* **GOAL OF THE EXERCISE**
Your task is to repeat the entries exactly. Leave the pictures out.

● ● ● ● ● ● ●

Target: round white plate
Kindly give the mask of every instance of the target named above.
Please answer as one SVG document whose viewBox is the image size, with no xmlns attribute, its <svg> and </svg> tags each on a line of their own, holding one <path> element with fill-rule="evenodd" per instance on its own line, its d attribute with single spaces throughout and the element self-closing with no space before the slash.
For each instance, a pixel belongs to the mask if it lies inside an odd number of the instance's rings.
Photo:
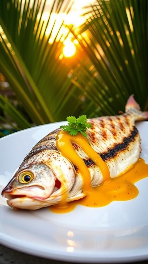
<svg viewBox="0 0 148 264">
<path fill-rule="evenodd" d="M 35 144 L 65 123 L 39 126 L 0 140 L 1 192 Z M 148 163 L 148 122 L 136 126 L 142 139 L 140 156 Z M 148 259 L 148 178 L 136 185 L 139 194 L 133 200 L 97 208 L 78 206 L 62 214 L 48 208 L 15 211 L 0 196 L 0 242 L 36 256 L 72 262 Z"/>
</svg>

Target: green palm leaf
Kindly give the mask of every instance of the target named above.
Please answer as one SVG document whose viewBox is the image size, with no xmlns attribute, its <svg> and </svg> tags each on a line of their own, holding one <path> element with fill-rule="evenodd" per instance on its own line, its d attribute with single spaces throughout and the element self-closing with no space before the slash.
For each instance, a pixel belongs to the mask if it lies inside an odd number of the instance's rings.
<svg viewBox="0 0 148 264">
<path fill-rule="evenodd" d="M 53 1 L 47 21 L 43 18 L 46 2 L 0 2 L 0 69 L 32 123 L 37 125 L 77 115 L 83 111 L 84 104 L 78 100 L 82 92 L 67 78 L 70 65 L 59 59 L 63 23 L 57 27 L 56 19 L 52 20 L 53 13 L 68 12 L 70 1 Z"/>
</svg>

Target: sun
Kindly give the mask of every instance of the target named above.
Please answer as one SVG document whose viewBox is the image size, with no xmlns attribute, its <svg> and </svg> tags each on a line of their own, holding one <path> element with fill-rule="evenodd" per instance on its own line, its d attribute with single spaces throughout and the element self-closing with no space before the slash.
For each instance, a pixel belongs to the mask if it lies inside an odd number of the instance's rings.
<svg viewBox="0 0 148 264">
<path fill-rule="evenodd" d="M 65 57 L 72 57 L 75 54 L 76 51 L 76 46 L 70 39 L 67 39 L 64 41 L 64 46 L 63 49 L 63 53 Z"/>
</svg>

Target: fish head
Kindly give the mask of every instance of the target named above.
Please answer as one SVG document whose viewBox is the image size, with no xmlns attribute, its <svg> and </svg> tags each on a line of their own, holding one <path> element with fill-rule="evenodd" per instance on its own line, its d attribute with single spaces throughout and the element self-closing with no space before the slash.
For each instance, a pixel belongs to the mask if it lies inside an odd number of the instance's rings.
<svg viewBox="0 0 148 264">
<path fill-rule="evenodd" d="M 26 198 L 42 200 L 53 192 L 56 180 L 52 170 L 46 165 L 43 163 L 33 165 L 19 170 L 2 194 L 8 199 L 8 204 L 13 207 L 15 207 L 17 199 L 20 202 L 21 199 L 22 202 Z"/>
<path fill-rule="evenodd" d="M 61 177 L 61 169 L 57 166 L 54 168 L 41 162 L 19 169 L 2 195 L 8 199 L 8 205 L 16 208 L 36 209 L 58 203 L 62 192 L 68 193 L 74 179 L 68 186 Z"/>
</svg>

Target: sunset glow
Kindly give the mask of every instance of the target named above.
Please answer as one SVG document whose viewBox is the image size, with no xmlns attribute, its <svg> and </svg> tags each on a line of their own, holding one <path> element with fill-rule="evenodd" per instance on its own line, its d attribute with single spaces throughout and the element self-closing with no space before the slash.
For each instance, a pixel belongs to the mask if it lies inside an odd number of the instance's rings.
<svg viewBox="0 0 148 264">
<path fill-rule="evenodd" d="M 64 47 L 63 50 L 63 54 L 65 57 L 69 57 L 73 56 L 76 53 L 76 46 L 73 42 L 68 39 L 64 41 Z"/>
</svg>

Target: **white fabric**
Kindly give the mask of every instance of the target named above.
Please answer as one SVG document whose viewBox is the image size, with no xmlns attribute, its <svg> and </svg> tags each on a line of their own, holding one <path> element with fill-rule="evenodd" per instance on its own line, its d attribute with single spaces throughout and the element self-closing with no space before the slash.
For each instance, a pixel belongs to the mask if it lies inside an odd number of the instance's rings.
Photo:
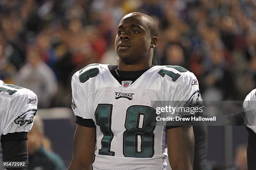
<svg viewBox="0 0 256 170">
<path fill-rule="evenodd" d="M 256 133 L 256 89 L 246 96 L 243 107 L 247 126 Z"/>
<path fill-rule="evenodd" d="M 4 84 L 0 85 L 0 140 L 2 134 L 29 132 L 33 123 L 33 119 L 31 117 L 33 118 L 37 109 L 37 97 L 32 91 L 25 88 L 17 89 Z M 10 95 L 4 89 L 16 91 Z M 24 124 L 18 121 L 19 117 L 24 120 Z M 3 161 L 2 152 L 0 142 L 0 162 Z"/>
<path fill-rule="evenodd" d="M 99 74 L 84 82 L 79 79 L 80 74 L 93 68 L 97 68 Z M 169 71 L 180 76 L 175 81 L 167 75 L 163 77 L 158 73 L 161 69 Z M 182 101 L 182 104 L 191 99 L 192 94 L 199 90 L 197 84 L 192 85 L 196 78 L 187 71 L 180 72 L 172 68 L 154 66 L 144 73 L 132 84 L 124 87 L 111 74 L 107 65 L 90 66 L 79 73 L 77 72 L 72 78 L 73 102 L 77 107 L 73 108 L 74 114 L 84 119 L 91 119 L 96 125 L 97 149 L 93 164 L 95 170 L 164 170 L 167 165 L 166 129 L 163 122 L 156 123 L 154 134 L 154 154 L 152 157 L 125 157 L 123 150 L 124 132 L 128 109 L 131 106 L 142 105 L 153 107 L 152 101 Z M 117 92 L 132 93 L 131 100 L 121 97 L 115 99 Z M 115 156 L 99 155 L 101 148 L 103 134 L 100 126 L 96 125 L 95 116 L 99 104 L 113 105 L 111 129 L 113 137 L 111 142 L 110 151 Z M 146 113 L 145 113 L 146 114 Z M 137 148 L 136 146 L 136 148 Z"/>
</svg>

● ● ● ● ● ● ●

* **WORKED SOLUTION**
Target: round white plate
Kindly give the mask of every instance of the target named above.
Please answer as one SVG document whose viewBox is the image size, with no xmlns attribute, its <svg> and </svg> tags each on a line of their own, holding one <path> element with fill-rule="evenodd" per instance on its own line, its d attribute with single spaces throughout and the element self-closing with no space before the slash.
For each instance, a pixel belongs to the mask if it lies inside an odd number of the instance's rings.
Photo:
<svg viewBox="0 0 148 264">
<path fill-rule="evenodd" d="M 35 144 L 65 123 L 39 126 L 0 140 L 1 192 Z M 148 163 L 148 122 L 136 126 L 142 139 L 140 156 Z M 148 259 L 148 178 L 136 185 L 139 194 L 133 200 L 97 208 L 78 206 L 62 214 L 48 208 L 15 211 L 0 196 L 0 242 L 36 256 L 72 262 Z"/>
</svg>

Target: green palm leaf
Kindly give the mask of every instance of the target named above.
Please answer as one SVG document whose viewBox is the image size, with no xmlns attribute, its <svg> and </svg> tags each on a line of their own, holding one <path> element with fill-rule="evenodd" per instance on its own line, its d attribute with single spaces throughout and the element self-closing with no space before the slash.
For each instance, a pixel belongs to the mask if it lies inside an odd number of the instance's rings.
<svg viewBox="0 0 148 264">
<path fill-rule="evenodd" d="M 53 1 L 47 21 L 43 18 L 46 2 L 0 2 L 0 69 L 32 123 L 37 125 L 77 115 L 83 111 L 84 104 L 78 100 L 82 92 L 67 78 L 70 65 L 59 59 L 63 23 L 57 27 L 56 19 L 52 20 L 53 13 L 68 12 L 70 1 Z"/>
</svg>

Target: sun
Kindly give the mask of every instance of the target named above.
Please answer as one SVG document whose viewBox is the image size, with no xmlns attribute, its <svg> and </svg> tags each on a line of their own, holding one <path> element with fill-rule="evenodd" per instance on its own line, its d attribute with single spaces throughout and the element self-closing with no space before the slash.
For each instance, a pixel belongs to the mask if it lies inside an odd number of the instance's rings.
<svg viewBox="0 0 148 264">
<path fill-rule="evenodd" d="M 65 57 L 72 57 L 75 54 L 76 51 L 76 46 L 70 39 L 67 39 L 64 41 L 64 46 L 63 49 L 63 53 Z"/>
</svg>

Target: fish head
Kindly give the mask of every instance of the target named above.
Please answer as one SVG document whose viewBox is the image size, with no xmlns attribute, its <svg> and </svg> tags each on a line of their own, holding one <path> element with fill-rule="evenodd" per instance on its own line, its d attribute with single spaces throughout and the element self-closing with no space before the slash.
For each instance, a pixel belongs to the mask if it lies inside an odd number of the instance's rings.
<svg viewBox="0 0 148 264">
<path fill-rule="evenodd" d="M 26 198 L 42 200 L 53 192 L 56 180 L 52 170 L 46 165 L 43 163 L 33 165 L 19 170 L 2 194 L 8 199 L 8 204 L 13 207 L 15 207 L 17 199 L 20 202 L 21 199 L 22 202 Z"/>
<path fill-rule="evenodd" d="M 61 177 L 61 169 L 57 166 L 54 168 L 41 162 L 19 169 L 2 195 L 8 199 L 8 205 L 16 208 L 36 209 L 58 203 L 62 192 L 68 193 L 74 179 L 68 186 Z"/>
</svg>

Target: sunset glow
Kindly give the mask of every instance of the target named above.
Please answer as one SVG document whose viewBox is the image size, with no xmlns attribute, its <svg> and </svg> tags each on a line of their own, holding one <path> element with fill-rule="evenodd" per instance on its own line, its d attribute with single spaces throughout and the element self-closing with no space before the slash.
For each instance, a pixel belongs to the mask if it lies inside an odd number of the instance's rings.
<svg viewBox="0 0 148 264">
<path fill-rule="evenodd" d="M 64 47 L 63 50 L 63 54 L 65 57 L 69 57 L 73 56 L 76 53 L 76 46 L 73 42 L 68 39 L 64 41 Z"/>
</svg>

Target: **white fabric**
Kindly give the mask of every instance of the target named above.
Please answer as one SVG document whose viewBox is the image size, with no xmlns attribute, its <svg> and </svg> tags each on a line of their own, holding one <path> element with fill-rule="evenodd" per instance on its own line, its d attribute with single spaces throughout and the element self-closing with no space before the slash.
For each instance, a pixel belongs to the mask if it lies inside an odd number of the instance's rings.
Photo:
<svg viewBox="0 0 256 170">
<path fill-rule="evenodd" d="M 256 133 L 256 89 L 246 96 L 243 107 L 247 126 Z"/>
<path fill-rule="evenodd" d="M 4 84 L 0 85 L 0 140 L 2 134 L 29 132 L 33 123 L 33 119 L 31 117 L 33 118 L 37 109 L 37 97 L 32 91 L 25 88 L 17 89 Z M 10 95 L 4 89 L 16 91 Z M 24 124 L 18 121 L 19 117 L 24 120 Z M 3 161 L 2 152 L 0 142 L 0 162 Z"/>
<path fill-rule="evenodd" d="M 99 74 L 84 82 L 79 79 L 80 74 L 93 68 L 97 68 Z M 169 71 L 180 76 L 175 81 L 167 75 L 163 77 L 158 73 L 161 69 Z M 182 101 L 182 104 L 191 99 L 192 94 L 199 90 L 197 84 L 192 85 L 196 78 L 187 71 L 180 72 L 172 68 L 154 66 L 144 73 L 132 84 L 124 87 L 111 74 L 107 65 L 90 66 L 79 73 L 77 72 L 72 78 L 73 102 L 77 107 L 73 108 L 74 114 L 84 119 L 91 119 L 96 125 L 97 149 L 93 164 L 95 170 L 164 170 L 167 165 L 166 129 L 163 122 L 156 123 L 154 134 L 154 154 L 152 157 L 125 157 L 123 150 L 124 132 L 128 109 L 131 106 L 142 105 L 153 107 L 152 101 Z M 117 92 L 132 93 L 131 100 L 121 97 L 115 99 Z M 115 156 L 99 155 L 101 148 L 103 134 L 100 126 L 96 125 L 95 116 L 99 104 L 113 105 L 111 129 L 113 137 L 111 142 L 110 151 Z M 146 113 L 145 113 L 146 114 Z M 137 148 L 136 146 L 136 148 Z"/>
</svg>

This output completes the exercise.